Segment Open

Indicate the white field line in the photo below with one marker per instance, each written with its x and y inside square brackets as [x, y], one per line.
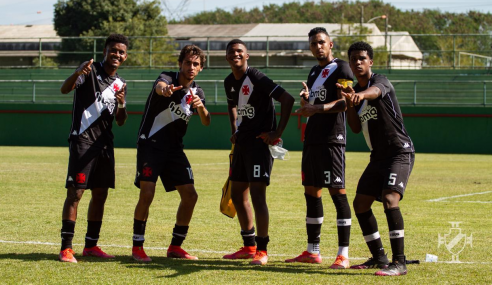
[200, 250]
[459, 196]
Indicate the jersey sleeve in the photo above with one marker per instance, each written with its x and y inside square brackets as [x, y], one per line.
[382, 83]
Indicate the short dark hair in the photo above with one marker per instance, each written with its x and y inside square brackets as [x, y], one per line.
[192, 50]
[235, 42]
[316, 31]
[116, 38]
[361, 46]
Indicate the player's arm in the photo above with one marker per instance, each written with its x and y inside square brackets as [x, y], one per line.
[163, 89]
[286, 103]
[69, 83]
[197, 103]
[121, 114]
[232, 110]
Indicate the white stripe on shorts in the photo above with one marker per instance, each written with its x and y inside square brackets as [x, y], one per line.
[314, 221]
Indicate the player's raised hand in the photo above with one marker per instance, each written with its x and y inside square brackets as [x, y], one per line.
[304, 92]
[85, 68]
[168, 90]
[196, 102]
[120, 94]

Segment Closed

Return exactly the lines from the line holding "Indicate the player's raised" to the last line of the data, with both of those lines included and nothing added.

Indicate the player's raised hand in the photo above with one marker per instance, each written with its x and y inside square brackets as [x, y], one per line.
[304, 92]
[85, 68]
[168, 90]
[196, 102]
[120, 94]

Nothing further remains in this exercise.